Print every record below exactly as written.

→ RECORD LIST:

----------------

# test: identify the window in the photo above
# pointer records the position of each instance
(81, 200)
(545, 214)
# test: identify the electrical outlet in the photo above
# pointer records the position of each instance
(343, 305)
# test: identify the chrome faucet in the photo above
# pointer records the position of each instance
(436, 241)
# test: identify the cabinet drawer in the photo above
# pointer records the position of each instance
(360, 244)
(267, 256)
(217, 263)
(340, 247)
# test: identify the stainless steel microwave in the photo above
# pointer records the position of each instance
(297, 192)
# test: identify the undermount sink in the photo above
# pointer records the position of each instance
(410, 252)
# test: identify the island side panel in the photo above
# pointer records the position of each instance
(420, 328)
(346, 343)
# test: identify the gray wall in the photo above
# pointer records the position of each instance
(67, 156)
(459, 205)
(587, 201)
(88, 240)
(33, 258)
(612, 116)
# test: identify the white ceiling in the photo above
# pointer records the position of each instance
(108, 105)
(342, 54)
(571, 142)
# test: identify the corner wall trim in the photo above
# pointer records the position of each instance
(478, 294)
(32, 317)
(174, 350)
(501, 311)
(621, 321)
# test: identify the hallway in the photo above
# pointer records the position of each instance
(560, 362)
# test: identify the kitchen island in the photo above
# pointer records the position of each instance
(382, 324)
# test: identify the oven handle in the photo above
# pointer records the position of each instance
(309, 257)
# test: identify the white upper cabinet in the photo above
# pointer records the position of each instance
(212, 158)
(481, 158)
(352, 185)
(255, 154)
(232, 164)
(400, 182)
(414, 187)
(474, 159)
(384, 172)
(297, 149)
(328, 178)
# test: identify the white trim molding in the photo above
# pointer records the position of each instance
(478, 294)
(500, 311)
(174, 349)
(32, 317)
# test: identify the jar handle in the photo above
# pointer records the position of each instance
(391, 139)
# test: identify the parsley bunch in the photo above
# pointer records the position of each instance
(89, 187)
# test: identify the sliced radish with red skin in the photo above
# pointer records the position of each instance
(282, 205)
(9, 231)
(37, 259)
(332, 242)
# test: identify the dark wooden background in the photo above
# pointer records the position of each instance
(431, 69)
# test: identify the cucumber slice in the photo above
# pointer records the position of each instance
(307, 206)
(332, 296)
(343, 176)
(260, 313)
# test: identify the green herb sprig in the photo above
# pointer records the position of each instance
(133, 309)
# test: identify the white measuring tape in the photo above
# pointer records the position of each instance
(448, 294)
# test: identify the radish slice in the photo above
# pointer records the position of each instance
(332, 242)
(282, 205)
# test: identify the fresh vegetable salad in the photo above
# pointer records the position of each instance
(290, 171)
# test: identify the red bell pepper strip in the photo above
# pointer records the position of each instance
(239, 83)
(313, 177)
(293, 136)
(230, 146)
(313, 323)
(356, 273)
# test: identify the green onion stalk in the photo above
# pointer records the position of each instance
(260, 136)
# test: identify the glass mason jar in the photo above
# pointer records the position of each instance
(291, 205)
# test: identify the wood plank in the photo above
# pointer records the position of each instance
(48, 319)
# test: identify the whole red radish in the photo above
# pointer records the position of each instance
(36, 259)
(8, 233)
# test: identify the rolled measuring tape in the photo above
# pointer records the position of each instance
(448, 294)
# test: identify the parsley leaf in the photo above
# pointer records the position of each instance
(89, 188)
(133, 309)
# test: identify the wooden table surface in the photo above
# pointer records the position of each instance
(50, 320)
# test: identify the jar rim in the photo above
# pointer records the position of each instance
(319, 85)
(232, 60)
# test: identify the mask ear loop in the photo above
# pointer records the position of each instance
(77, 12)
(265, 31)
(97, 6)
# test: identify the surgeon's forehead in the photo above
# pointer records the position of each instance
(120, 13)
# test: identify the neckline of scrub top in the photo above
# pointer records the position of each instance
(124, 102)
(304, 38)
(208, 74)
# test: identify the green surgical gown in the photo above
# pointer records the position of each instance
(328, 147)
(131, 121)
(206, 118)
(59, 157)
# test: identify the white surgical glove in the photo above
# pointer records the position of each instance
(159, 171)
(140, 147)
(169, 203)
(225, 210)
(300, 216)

----------------

→ FINISHED ANSWER:
# test: identify the window in the photo above
# pointer records the position of each instance
(81, 200)
(545, 214)
# test: identify the electrical outlet in the photo above
# pointer records the position of each instance
(343, 305)
# test: identify the chrome faucet in the photo above
# pointer records the position of each instance
(436, 241)
# test: identify the cabinet drawer in the photo above
# pointer records the position of each instance
(360, 244)
(267, 256)
(217, 263)
(340, 247)
# test: identify the stainless steel microwave in the photo above
# pointer records the position of each instance
(297, 192)
# test: identify the undermount sink in the photo above
# pointer records the position of each instance
(410, 252)
# test: identify the island side panel in the photo above
# pointer records the position of each instance
(420, 328)
(346, 343)
# test: identify the gray wall in the photo above
# pointer records the position of each instance
(67, 156)
(459, 205)
(587, 201)
(88, 240)
(33, 258)
(612, 116)
# test: identify the white ceiling in the photo above
# pointer records the position of each instance
(108, 105)
(342, 54)
(571, 142)
# test: identify the corner wall trim in the photo above
# pointer records the position of each instance
(478, 294)
(32, 317)
(174, 350)
(501, 311)
(621, 321)
# test: identify the hallway in the photo above
# pointer records the position of each instance
(560, 362)
# test: identify the kitchen island in the photo above
# pointer records the position of each instance
(382, 324)
# test: identify the oven handle in the photo above
# pointer records the position of each instance
(309, 257)
# test: identify the white upper cabinet in the photo above
# pointer records the position of each instance
(212, 158)
(481, 158)
(352, 185)
(255, 154)
(232, 164)
(400, 182)
(414, 187)
(474, 159)
(384, 172)
(297, 149)
(328, 178)
# test: identify the white trim molding in the photo above
# pointer records the position of each instance
(478, 294)
(500, 311)
(174, 349)
(32, 317)
# test: identify the jar handle in the photo above
# pointer records the position of each instance
(391, 139)
# test: identify the parsley bunch in the photo above
# pointer records the position of each instance
(89, 187)
# test: identify the sliced radish with red skin in the photo above
# pointer records the position of each instance
(282, 205)
(9, 231)
(37, 259)
(332, 242)
# test: identify the dark wooden background in the photo above
# pointer records the position of each instance
(431, 69)
# test: identify the cucumber slice in the photo above
# pointer records the position of each instance
(307, 206)
(332, 296)
(343, 176)
(260, 313)
# test: identify the green herb sprig in the photo above
# pointer records the position of each instance
(133, 309)
# test: identify the white measuring tape in the photo above
# pointer records the position of each instance
(448, 294)
# test: identify the radish slice in the photo above
# pointer records the position of each instance
(332, 242)
(282, 205)
# test: identify the fresh vegetable salad in the photo above
# pointer records the position of each instance
(290, 171)
# test: identify the red bell pepper strip in the photo above
# pointer records the position of each instance
(239, 83)
(313, 177)
(293, 136)
(230, 146)
(313, 323)
(356, 273)
# test: identify the green onion stalk in the photo above
# pointer records the position of each instance
(260, 136)
# test: identify the glass mason jar in the photo above
# pointer records the position of each instance
(291, 205)
# test: identify the wood plank in the photo above
# pointer records the position of each instance
(48, 319)
# test: identify the whole red radish in the photo above
# pointer records the position of each instance
(36, 259)
(8, 233)
# test: identify the rolled measuring tape in the photo above
# pointer records the position of each instance
(448, 294)
# test: identify the parsley leaf in the photo above
# pointer records the position of each instance
(89, 188)
(133, 309)
# test: identify the wooden table surface in the photo above
# pointer records the position of each instance
(50, 320)
# test: identify the jar rim in the photo above
# pointer records the position of each instance
(319, 85)
(232, 60)
# test: identify the mask ear loop in the photo above
# pointer records the position of each instance
(77, 12)
(265, 31)
(97, 6)
# test: identify the surgeon's forehead in the photo above
# pointer records the position of each instance
(120, 13)
# test: identify the neckline of scrub top in the photo above
# pointer records the position of each instance
(124, 102)
(304, 38)
(208, 74)
# test: identify the green surgical gown in the photo above
# pointer records the position of each instance
(328, 147)
(131, 121)
(206, 118)
(59, 157)
# test: identify the white surgical glove in the photo above
# pointer records the position of each instance
(159, 171)
(140, 147)
(169, 203)
(225, 210)
(300, 216)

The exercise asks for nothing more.